TASK INPUTS:
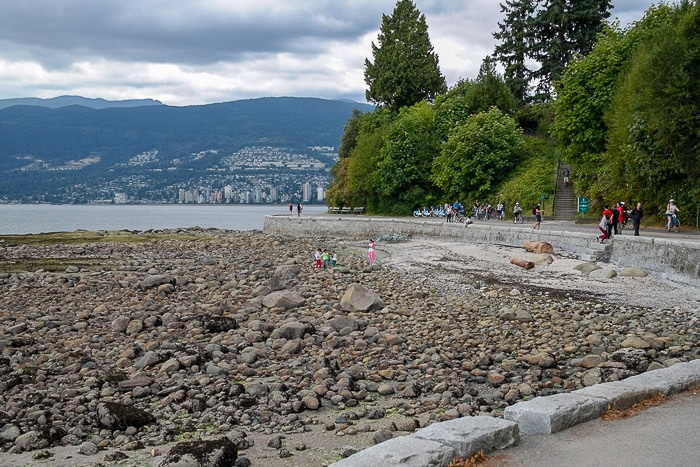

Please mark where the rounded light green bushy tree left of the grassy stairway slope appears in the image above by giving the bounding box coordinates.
[432,108,524,203]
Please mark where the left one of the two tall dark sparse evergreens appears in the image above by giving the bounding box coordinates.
[493,0,535,102]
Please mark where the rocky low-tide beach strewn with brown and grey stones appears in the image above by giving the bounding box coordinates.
[0,229,700,467]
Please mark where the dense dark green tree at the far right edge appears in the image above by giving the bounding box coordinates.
[606,1,700,209]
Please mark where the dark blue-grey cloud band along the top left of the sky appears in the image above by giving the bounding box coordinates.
[0,0,393,66]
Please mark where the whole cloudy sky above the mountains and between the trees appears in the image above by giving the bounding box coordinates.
[0,0,655,106]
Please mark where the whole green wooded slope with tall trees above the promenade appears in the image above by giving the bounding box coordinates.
[328,0,700,221]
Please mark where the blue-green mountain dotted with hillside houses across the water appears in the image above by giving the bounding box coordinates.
[0,96,373,203]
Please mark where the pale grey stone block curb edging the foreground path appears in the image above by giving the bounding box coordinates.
[329,359,700,467]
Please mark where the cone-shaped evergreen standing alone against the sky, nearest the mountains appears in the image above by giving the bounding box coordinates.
[365,0,447,112]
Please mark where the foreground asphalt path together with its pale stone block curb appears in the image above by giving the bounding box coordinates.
[331,360,700,467]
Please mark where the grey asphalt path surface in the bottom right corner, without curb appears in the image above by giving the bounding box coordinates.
[481,388,700,467]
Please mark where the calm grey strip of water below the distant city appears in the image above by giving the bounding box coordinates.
[0,204,327,234]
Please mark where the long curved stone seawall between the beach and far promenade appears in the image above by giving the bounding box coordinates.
[263,216,700,287]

TASK ITEM: Excluding pictures, reproduce the listing above exactly as it stands.

THE COMPLETED TASK:
Please mark where the rounded light green bushy tree left of the grassy stairway slope appears in the image above by giving the bounding box coordinates.
[432,108,524,203]
Please mark where the left one of the two tall dark sparse evergreens appears in the image above by giving the bounding box coordinates.
[493,0,535,102]
Please mark where the rocky low-tide beach strewn with brown and grey stones appears in the image above by giving the bounding box coordinates.
[0,229,700,467]
Please mark where the dense dark green tree at the far right edge appears in the image above by giving the bounding box coordinates.
[606,1,700,209]
Please mark where the dark blue-grey cloud band along the top left of the sky appears in the image above by giving the bounding box coordinates.
[0,0,393,66]
Please mark where the whole cloudy sky above the mountains and between the trees appears in the image above by giving the bounding box coordinates.
[0,0,655,106]
Please mark where the whole green wooded slope with tall trees above the promenade appears in the image above by giving the bounding box coordinates.
[328,0,700,221]
Please mark where the blue-green mountain dotted with hillside houses across the water appears in the image above by giving the bounding box coordinates.
[0,96,373,203]
Please mark where the pale grey stone block curb edging the foreground path appears in the image above by giving the bounding box coordinates.
[329,359,700,467]
Please mark where the cone-shaped evergreen standing alone against the sky, nearest the mountains appears in the image above by giving the bounding box coordinates.
[365,0,447,112]
Please mark where the foreground asphalt path together with its pale stone block curb appears in the image above by giving the bounding box coordinates.
[331,360,700,467]
Please mark where the grey asphalt path surface in the bottom right corner, without curb appears in the image above by giving the bounding box coordinates.
[481,388,700,467]
Please mark where the calm grey strip of water below the distant city appears in the image above by giving the bounding box coordinates.
[0,204,327,234]
Please mark where the long curved stone seawall between the beach and far promenade appears in the image above by giving the bounding box coordinates.
[263,216,700,287]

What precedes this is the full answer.